* **What to work on**
Word for word, transcribe all of the records.

* **Free-text object descriptions**
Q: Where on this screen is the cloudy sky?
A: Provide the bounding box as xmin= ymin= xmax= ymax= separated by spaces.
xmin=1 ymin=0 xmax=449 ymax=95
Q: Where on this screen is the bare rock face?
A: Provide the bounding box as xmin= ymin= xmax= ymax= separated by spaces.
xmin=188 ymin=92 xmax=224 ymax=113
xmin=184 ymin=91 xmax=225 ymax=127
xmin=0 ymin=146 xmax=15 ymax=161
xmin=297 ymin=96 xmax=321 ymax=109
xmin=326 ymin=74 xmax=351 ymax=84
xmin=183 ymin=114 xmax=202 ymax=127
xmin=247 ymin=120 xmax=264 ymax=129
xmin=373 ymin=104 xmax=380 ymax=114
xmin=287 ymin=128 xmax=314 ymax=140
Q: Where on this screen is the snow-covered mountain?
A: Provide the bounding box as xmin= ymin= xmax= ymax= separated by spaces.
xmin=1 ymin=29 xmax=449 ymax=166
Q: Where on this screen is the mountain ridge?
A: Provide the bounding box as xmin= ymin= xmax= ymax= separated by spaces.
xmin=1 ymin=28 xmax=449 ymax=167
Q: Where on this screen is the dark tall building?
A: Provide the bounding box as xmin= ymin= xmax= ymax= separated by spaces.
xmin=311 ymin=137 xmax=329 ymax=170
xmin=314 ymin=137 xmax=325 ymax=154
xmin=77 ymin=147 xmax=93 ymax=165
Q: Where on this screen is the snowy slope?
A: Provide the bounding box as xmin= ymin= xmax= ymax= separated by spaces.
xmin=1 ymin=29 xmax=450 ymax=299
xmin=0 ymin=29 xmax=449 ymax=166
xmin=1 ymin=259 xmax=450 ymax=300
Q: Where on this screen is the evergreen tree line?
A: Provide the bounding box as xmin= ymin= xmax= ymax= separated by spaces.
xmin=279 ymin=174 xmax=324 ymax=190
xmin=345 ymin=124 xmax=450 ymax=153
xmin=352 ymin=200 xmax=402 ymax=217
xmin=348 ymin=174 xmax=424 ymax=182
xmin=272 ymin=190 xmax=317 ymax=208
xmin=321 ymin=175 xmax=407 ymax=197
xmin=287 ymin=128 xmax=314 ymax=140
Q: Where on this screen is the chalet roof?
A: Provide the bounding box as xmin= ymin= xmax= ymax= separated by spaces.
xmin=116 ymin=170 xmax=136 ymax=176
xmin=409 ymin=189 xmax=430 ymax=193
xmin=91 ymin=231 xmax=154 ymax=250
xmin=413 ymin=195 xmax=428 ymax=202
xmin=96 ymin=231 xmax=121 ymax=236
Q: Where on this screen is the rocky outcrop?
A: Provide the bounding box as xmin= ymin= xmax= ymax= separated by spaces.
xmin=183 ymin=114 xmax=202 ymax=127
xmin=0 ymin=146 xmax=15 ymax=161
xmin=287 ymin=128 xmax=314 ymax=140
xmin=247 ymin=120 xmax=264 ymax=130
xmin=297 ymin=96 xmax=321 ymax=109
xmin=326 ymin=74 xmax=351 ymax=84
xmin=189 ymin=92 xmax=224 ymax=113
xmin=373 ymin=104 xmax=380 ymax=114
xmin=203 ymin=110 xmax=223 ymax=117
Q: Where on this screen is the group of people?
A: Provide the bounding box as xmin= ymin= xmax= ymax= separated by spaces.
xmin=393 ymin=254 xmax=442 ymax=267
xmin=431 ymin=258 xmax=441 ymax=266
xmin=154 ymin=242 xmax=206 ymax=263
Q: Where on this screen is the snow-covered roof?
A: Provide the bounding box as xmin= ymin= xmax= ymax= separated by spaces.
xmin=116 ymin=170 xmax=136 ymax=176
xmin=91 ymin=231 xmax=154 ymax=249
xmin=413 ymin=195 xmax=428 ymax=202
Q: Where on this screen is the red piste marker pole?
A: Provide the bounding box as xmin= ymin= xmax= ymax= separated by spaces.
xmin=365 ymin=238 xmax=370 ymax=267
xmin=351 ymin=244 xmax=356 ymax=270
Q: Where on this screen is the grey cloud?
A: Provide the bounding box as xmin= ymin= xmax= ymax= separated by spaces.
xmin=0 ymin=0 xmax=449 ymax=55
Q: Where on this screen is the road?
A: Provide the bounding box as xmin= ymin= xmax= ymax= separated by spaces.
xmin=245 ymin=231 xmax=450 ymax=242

* **Output**
Q: Where on this screen is the cloudy sky?
A: Provide the bounding box as xmin= ymin= xmax= ymax= separated by spaces.
xmin=1 ymin=0 xmax=449 ymax=95
Q: Where on this screen is the bare rock face?
A: Provide the bounding box as xmin= ymin= xmax= ymax= separated by spaces.
xmin=188 ymin=92 xmax=224 ymax=113
xmin=184 ymin=91 xmax=225 ymax=127
xmin=0 ymin=146 xmax=15 ymax=161
xmin=297 ymin=96 xmax=321 ymax=109
xmin=326 ymin=74 xmax=351 ymax=84
xmin=183 ymin=114 xmax=202 ymax=127
xmin=247 ymin=120 xmax=264 ymax=129
xmin=373 ymin=104 xmax=380 ymax=114
xmin=287 ymin=128 xmax=314 ymax=140
Q: Where on this screen is the snow-covered mountain?
A: Provide the bounding box as xmin= ymin= xmax= ymax= separated by spaces.
xmin=1 ymin=29 xmax=449 ymax=166
Q: Where on this screen is the mountain ridge?
A: Provide the bounding box as xmin= ymin= xmax= ymax= separated by spaces.
xmin=1 ymin=28 xmax=449 ymax=167
Q: Where on this screen is the dark tall building?
A: Provide the bounding box as xmin= ymin= xmax= ymax= separated by spaces.
xmin=311 ymin=137 xmax=329 ymax=170
xmin=314 ymin=137 xmax=325 ymax=154
xmin=77 ymin=147 xmax=93 ymax=165
Q: Where on this screen is the snowy slope?
A: Provide the bounding box as xmin= ymin= xmax= ymax= separated by spaces.
xmin=1 ymin=29 xmax=450 ymax=299
xmin=0 ymin=29 xmax=449 ymax=166
xmin=1 ymin=259 xmax=450 ymax=300
Q: Where on this screen is the evergreen tree line?
A: Provide the bounding box as xmin= ymin= xmax= ymax= separated by spaces.
xmin=279 ymin=174 xmax=324 ymax=190
xmin=345 ymin=124 xmax=450 ymax=153
xmin=352 ymin=200 xmax=402 ymax=217
xmin=348 ymin=174 xmax=424 ymax=182
xmin=272 ymin=190 xmax=317 ymax=208
xmin=321 ymin=175 xmax=407 ymax=197
xmin=287 ymin=128 xmax=314 ymax=140
Q: Where on this screen is the chalet roof?
A: Provide the bounding box as xmin= ymin= xmax= ymax= separated by spaces.
xmin=116 ymin=170 xmax=136 ymax=176
xmin=409 ymin=189 xmax=430 ymax=193
xmin=91 ymin=231 xmax=154 ymax=250
xmin=413 ymin=195 xmax=428 ymax=202
xmin=96 ymin=231 xmax=121 ymax=236
Q: Where on this screen is the rocky outcrop?
A: Provide the bounding box as xmin= ymin= xmax= ymax= separated by spaces.
xmin=183 ymin=114 xmax=202 ymax=127
xmin=0 ymin=146 xmax=15 ymax=161
xmin=287 ymin=128 xmax=314 ymax=140
xmin=247 ymin=120 xmax=264 ymax=130
xmin=297 ymin=96 xmax=321 ymax=109
xmin=326 ymin=74 xmax=351 ymax=84
xmin=189 ymin=92 xmax=224 ymax=113
xmin=373 ymin=104 xmax=380 ymax=114
xmin=203 ymin=110 xmax=223 ymax=117
Q: Where on this screen is the group of people?
A: Provide the bounding box as xmin= ymin= xmax= ymax= separated by spaces.
xmin=393 ymin=254 xmax=442 ymax=267
xmin=431 ymin=258 xmax=441 ymax=266
xmin=154 ymin=242 xmax=206 ymax=263
Q: Where on this screen is the snow-covered roof?
A: Provide the bounding box as xmin= ymin= xmax= ymax= separated by spaces.
xmin=116 ymin=170 xmax=136 ymax=176
xmin=91 ymin=231 xmax=154 ymax=249
xmin=413 ymin=195 xmax=428 ymax=202
Q: Where on this screen is the red piste marker pole?
A: Provide the bounding box as xmin= ymin= xmax= ymax= separated by spaces.
xmin=365 ymin=238 xmax=370 ymax=267
xmin=351 ymin=244 xmax=356 ymax=270
Q: Where on this screen is the grey cloud?
A: Provide the bounding box as xmin= ymin= xmax= ymax= separated by spaces.
xmin=0 ymin=0 xmax=449 ymax=55
Q: Where on this screen is the road?
A: Provide the bounding box as xmin= ymin= xmax= ymax= separated by spaces.
xmin=245 ymin=231 xmax=450 ymax=242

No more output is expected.